TASK DETAILS: Copy every one of the following entries word for word, leaving out the pictures.

BEGIN RECORDS FOR THIS TASK

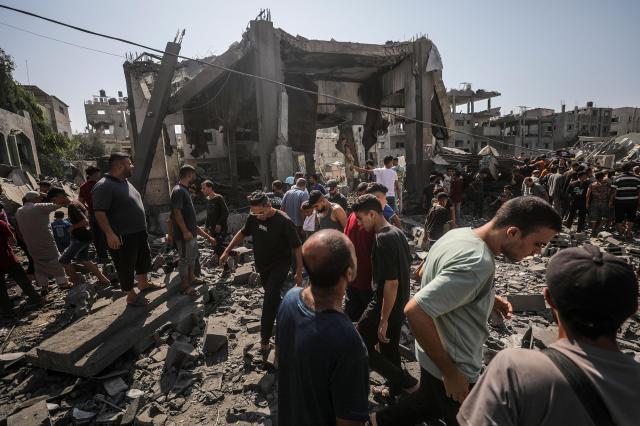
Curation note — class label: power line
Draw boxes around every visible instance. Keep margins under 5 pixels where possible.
[0,4,549,152]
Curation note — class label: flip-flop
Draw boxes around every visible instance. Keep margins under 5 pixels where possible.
[127,293,149,308]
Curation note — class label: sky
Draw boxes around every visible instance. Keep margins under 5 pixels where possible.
[0,0,640,131]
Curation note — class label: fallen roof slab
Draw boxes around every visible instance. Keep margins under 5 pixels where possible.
[27,278,202,377]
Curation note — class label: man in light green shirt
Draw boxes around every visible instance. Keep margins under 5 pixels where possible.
[371,196,562,425]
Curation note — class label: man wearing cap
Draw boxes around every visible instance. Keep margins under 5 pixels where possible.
[309,190,347,232]
[16,191,69,289]
[458,245,640,426]
[327,179,349,212]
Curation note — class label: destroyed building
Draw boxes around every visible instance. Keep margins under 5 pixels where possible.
[124,18,451,208]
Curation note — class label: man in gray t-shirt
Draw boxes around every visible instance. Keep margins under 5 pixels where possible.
[372,196,562,425]
[458,245,640,426]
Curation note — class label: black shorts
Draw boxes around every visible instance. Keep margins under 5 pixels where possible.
[614,200,638,223]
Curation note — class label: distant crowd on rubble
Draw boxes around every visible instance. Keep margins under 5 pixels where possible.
[0,153,640,425]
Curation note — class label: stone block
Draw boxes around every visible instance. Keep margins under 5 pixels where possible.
[202,318,227,354]
[7,401,51,426]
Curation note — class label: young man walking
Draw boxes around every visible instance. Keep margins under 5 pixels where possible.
[353,194,417,395]
[171,164,216,295]
[220,192,302,357]
[276,230,369,425]
[371,196,562,426]
[458,245,640,426]
[91,152,159,307]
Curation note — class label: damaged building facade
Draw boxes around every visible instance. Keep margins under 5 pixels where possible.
[124,19,451,209]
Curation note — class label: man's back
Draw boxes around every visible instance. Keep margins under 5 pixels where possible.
[458,339,640,426]
[276,288,369,425]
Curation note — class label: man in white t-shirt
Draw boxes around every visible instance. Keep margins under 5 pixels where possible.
[351,155,400,211]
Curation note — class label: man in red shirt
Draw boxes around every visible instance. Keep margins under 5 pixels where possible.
[78,166,109,263]
[344,182,374,322]
[0,220,43,316]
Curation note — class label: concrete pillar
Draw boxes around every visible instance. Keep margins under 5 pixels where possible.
[249,21,284,188]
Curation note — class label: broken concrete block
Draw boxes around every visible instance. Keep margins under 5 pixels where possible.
[202,318,227,354]
[233,264,253,285]
[7,401,51,426]
[103,377,129,398]
[507,294,547,312]
[247,321,262,334]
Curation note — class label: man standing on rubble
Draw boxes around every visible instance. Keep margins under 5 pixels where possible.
[276,230,369,425]
[371,196,562,426]
[16,191,70,290]
[309,190,347,232]
[171,164,216,295]
[353,194,417,395]
[220,192,304,358]
[458,245,640,426]
[91,152,159,307]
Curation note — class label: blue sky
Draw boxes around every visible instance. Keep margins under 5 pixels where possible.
[0,0,640,130]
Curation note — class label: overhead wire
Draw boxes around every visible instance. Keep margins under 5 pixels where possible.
[0,4,550,153]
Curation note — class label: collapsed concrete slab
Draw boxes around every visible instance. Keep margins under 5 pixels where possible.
[27,278,202,377]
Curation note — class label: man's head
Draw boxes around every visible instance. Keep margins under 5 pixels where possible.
[178,164,196,185]
[247,191,273,220]
[47,187,71,206]
[351,194,383,231]
[327,179,340,197]
[302,229,357,292]
[84,166,102,180]
[296,178,307,189]
[200,179,216,197]
[109,152,133,179]
[367,182,388,208]
[309,189,329,213]
[271,180,282,194]
[545,245,638,341]
[492,196,562,261]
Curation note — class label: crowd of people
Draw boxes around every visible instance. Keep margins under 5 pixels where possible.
[0,153,640,425]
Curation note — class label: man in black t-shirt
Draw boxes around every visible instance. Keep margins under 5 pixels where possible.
[352,194,418,394]
[220,191,302,357]
[276,230,369,425]
[47,188,111,285]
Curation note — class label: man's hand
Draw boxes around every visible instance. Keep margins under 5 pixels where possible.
[378,320,389,343]
[442,367,469,404]
[493,296,513,320]
[107,233,122,250]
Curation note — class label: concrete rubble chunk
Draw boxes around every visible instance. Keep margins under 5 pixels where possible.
[7,401,51,426]
[202,317,228,354]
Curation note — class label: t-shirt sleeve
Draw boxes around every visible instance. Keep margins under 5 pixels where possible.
[91,184,113,211]
[331,343,369,421]
[414,265,490,318]
[458,349,520,426]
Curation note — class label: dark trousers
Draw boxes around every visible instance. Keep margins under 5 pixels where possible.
[344,286,373,322]
[260,263,291,345]
[566,203,587,232]
[376,368,470,426]
[109,231,151,291]
[90,213,108,260]
[358,302,416,394]
[0,263,40,312]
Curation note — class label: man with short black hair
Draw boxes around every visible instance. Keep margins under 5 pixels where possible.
[353,194,417,395]
[309,190,347,232]
[91,152,159,307]
[276,230,369,425]
[458,245,640,426]
[372,196,562,426]
[171,164,216,295]
[220,191,304,359]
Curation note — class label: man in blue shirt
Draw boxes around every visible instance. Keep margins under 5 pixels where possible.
[276,229,369,425]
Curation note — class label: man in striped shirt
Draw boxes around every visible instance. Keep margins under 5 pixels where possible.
[609,163,640,238]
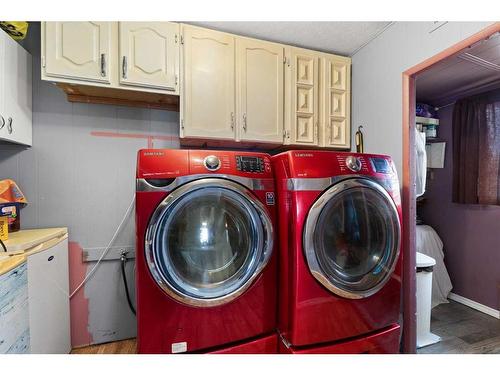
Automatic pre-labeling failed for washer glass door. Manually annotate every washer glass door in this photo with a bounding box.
[146,179,272,305]
[304,178,400,298]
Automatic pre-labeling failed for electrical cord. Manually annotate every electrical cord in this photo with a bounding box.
[120,252,136,315]
[69,195,135,299]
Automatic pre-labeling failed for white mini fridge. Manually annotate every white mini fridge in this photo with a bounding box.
[5,228,71,354]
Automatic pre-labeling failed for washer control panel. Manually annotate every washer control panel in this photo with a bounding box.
[236,155,265,173]
[203,155,221,171]
[345,155,362,172]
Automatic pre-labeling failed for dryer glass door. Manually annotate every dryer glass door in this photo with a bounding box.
[146,178,273,306]
[304,178,400,298]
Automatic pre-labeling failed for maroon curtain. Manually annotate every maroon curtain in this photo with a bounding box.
[453,93,500,205]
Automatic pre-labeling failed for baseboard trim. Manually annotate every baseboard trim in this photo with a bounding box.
[448,293,500,319]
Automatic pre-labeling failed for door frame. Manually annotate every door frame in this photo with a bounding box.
[402,22,500,354]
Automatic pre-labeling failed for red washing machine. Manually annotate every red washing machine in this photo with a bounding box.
[272,150,402,353]
[136,149,278,353]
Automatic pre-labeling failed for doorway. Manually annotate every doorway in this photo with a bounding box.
[402,23,500,353]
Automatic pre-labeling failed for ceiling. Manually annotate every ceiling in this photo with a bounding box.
[416,33,500,107]
[188,22,391,56]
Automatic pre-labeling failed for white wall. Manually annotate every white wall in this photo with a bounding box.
[352,22,491,176]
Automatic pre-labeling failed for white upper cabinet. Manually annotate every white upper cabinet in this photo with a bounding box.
[119,22,179,91]
[321,55,351,149]
[0,30,32,146]
[236,38,284,144]
[181,25,236,140]
[285,48,319,146]
[42,21,116,83]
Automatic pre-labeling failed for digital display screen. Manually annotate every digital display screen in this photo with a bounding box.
[236,156,264,172]
[370,158,392,173]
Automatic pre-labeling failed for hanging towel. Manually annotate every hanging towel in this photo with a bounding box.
[415,127,427,197]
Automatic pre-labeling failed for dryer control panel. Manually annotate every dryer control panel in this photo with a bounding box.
[236,155,264,173]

END RECORDS FOR THIS TASK

FULL SOLUTION:
Curation note — class label: power line
Draw boxes around every visible instance. Keep margins under 5 pixels where possible.
[0,4,549,152]
Curation note — class label: flip-flop
Draw boxes around every visible instance. Keep margins under 5 pixels where possible.
[127,293,149,308]
Curation note — class label: sky
Draw boxes around every visible instance. Keep margins under 5 pixels where possible.
[0,0,640,131]
Curation note — class label: fallen roof slab
Draw boxes around every visible instance. Keep margins under 5 pixels where possible.
[27,278,202,377]
Curation note — class label: man in light green shirt
Draw boxes around every visible instance. Keep margins under 5 pixels where possible.
[371,196,562,425]
Curation note — class label: man wearing cap
Draw boxes around every visible instance. Keep margins under 5 pixels where possible.
[309,190,347,232]
[16,191,69,289]
[458,245,640,426]
[327,179,349,212]
Curation note — class label: destroyed building
Draw boxes around every visible instance. Keep margins under 5 pixels where possible.
[124,18,451,208]
Curation note — class label: man in gray t-shirt
Draw boxes around every visible instance. Keep margins under 5 pixels where possible.
[372,196,562,425]
[458,245,640,426]
Curation note — class label: black shorts
Draw boxes around every visible instance. Keep margins under 5 pixels where possible.
[614,200,638,223]
Curation note — class label: distant crowd on rubble
Draw boxes around every visible instance. Keep margins under 5 pixels where possible.
[0,153,640,425]
Curation note — class label: stone block
Draw boxes around every visible instance. Keep margins under 5 pixels where possible.
[202,318,227,354]
[7,401,51,426]
Curation note — class label: young man walking
Draw boxes around every visible instance. Keep margins under 5 pixels where possible.
[353,194,417,395]
[171,164,216,295]
[220,192,302,357]
[276,230,369,425]
[371,196,562,426]
[458,245,640,426]
[91,152,159,307]
Curation note — class label: damaged building facade
Draw boxes around every visible instance. Keep margins under 5 pixels where possible.
[124,19,451,209]
Curation note — class label: man's back
Draw boxes around every visible instance. Keep margins under 5 pixels where possible.
[458,339,640,426]
[276,288,369,425]
Curation note — class label: man in white t-shirt
Draw boxes around every visible instance. Keep margins under 5 pixels where possible.
[351,155,400,211]
Curation note — class label: man in red shirt
Draw boxes around every visible instance. Keep margins under 5 pixels where possible.
[78,166,109,263]
[344,182,374,322]
[0,220,43,316]
Curation note — class label: concrete pillar
Draw boxes around every visible instance. Keep margins under 5 pixels where possible.
[249,21,284,188]
Curation note — class label: broken concrete block
Draw boxes around every visible instance. Keep margins under 5 pixels where possible.
[202,318,227,354]
[233,264,253,285]
[7,401,51,426]
[103,377,129,398]
[507,294,547,312]
[247,321,262,334]
Curation note — class label: man standing on rubble
Draw boxes around every visible instance. Keep margins under 5 pixels where possible.
[276,230,369,425]
[371,196,562,426]
[16,191,70,290]
[309,190,347,232]
[171,164,216,295]
[353,194,417,395]
[220,192,304,358]
[458,245,640,426]
[91,152,159,307]
Curation note — class label: blue sky
Draw boxes around every visible instance. Keep margins under 5 pixels where possible.
[0,0,640,130]
Curation note — class label: overhead wire
Draw boxes around every visible instance. Keep margins under 5 pixels where possible.
[0,4,550,153]
Curation note — class label: collapsed concrete slab
Draw boxes around every visible instance. Keep margins under 5 pixels where possible.
[27,278,202,377]
Curation note — class label: man's head
Draw boxes around every visible instance. Keep margins under 5 pixels where possible.
[178,164,196,185]
[247,191,273,220]
[47,187,71,206]
[351,194,383,231]
[327,179,340,197]
[302,229,357,292]
[84,166,102,180]
[296,178,307,189]
[200,179,216,197]
[109,152,133,179]
[367,182,388,208]
[309,189,329,213]
[271,180,282,194]
[545,245,638,341]
[492,196,562,261]
Curation note — class label: crowd of people
Draw boxes around every visible instance. Keep margins under 5 pixels where possible.
[0,153,640,425]
Curation note — class label: man in black t-shirt
Draw boxes around every visible instance. Keep margins under 5 pixels where possible.
[352,194,418,394]
[220,191,302,357]
[276,230,369,425]
[47,188,111,285]
Curation note — class label: man's hand
Draw boxes around every visible instance. Keep margins under 5 pixels where possible.
[378,320,389,343]
[442,367,469,404]
[493,296,513,320]
[107,233,122,250]
Curation note — class label: concrete rubble chunk
Draw boxes around every visible instance. Keep margins under 5 pixels where possible.
[7,401,51,426]
[202,317,228,354]
Curation note — class label: t-shirt sleeve
Draw boxes around every visible instance. Keep margins under 5 pixels where possible.
[91,184,113,211]
[331,343,369,421]
[414,265,490,318]
[458,349,520,426]
Curation note — class label: dark trousers
Draw boxes around every visible instance. Keep margins under 5 pixels where possible.
[344,286,373,322]
[260,263,291,345]
[566,203,587,232]
[376,368,470,426]
[109,231,151,291]
[90,213,108,260]
[358,302,416,394]
[0,263,40,312]
Curation note — class label: man with short black hair
Draw boxes around every visible instance. Keep margins under 5 pixels where possible.
[353,194,417,395]
[309,190,347,232]
[91,152,159,307]
[276,230,369,425]
[458,245,640,426]
[372,196,562,426]
[171,164,216,295]
[220,191,304,359]
Curation note — class label: man in blue shirt
Draw boxes around every visible instance. Keep margins under 5 pixels where possible.
[276,229,369,425]
Curation note — class label: man in striped shirt
Draw boxes around every visible instance. Keep margins under 5 pixels where possible.
[609,163,640,238]
Automatic pre-labeling failed for washer glass door. Manually annotate every washer glass door in this photo with a bounding box.
[146,179,272,305]
[304,178,400,298]
Automatic pre-labeling failed for electrical cord. Manually annotate every electrical cord in this photo with a bounding box.
[120,252,136,315]
[69,195,135,299]
Automatic pre-labeling failed for white mini fridge. Manually annotate every white mini fridge in this photo with a bounding box.
[5,228,71,354]
Automatic pre-labeling failed for washer control panel. Manually annotate every washer control panel in this photo with a bounding box.
[236,155,265,173]
[203,155,221,171]
[345,155,362,172]
Automatic pre-labeling failed for dryer glass door. Manually annotate every dryer glass door in this photo with a bounding box.
[146,178,273,306]
[304,178,400,298]
Automatic pre-labeling failed for maroon curtain. Manually annotate every maroon curtain in this photo with a bounding box.
[453,93,500,205]
Automatic pre-labeling failed for baseboard trim. Manually annotate every baseboard trim in this photo with a bounding box.
[448,293,500,319]
Automatic pre-labeling failed for door frame. Manually annotate every door frame in this photo with a bounding box.
[402,22,500,354]
Automatic pre-labeling failed for red washing machine. Manually annotate every red washing machine in this photo with a bounding box.
[272,150,402,353]
[136,149,278,353]
Automatic pre-labeling failed for doorway. Manually annotate every doorway in this photo with a bounding box.
[402,23,500,353]
Automatic pre-labeling failed for ceiling. Manually annotate every ceiling in this photo with a bounding box.
[416,33,500,107]
[188,22,391,56]
Automatic pre-labeling failed for white wall. Manually annotate every white wall in this photo with a bounding box.
[352,22,491,176]
Automatic pre-labeling failed for white upper cabinet. Manually annotate every white upper cabinet in this photo with a bounding box.
[119,22,179,91]
[321,55,351,149]
[0,30,32,146]
[236,38,284,144]
[181,25,236,140]
[285,48,319,146]
[42,21,116,83]
Automatic pre-labeling failed for digital display screen. Manually annotate every digital display screen in this photo with a bounding box.
[236,156,264,172]
[370,158,392,173]
Automatic pre-labeling failed for hanging towel. Manually annotate every hanging towel in this photo with a bounding box.
[415,127,427,197]
Automatic pre-labeling failed for dryer control panel. Manually annotate every dryer control panel in this photo with a bounding box.
[236,155,264,173]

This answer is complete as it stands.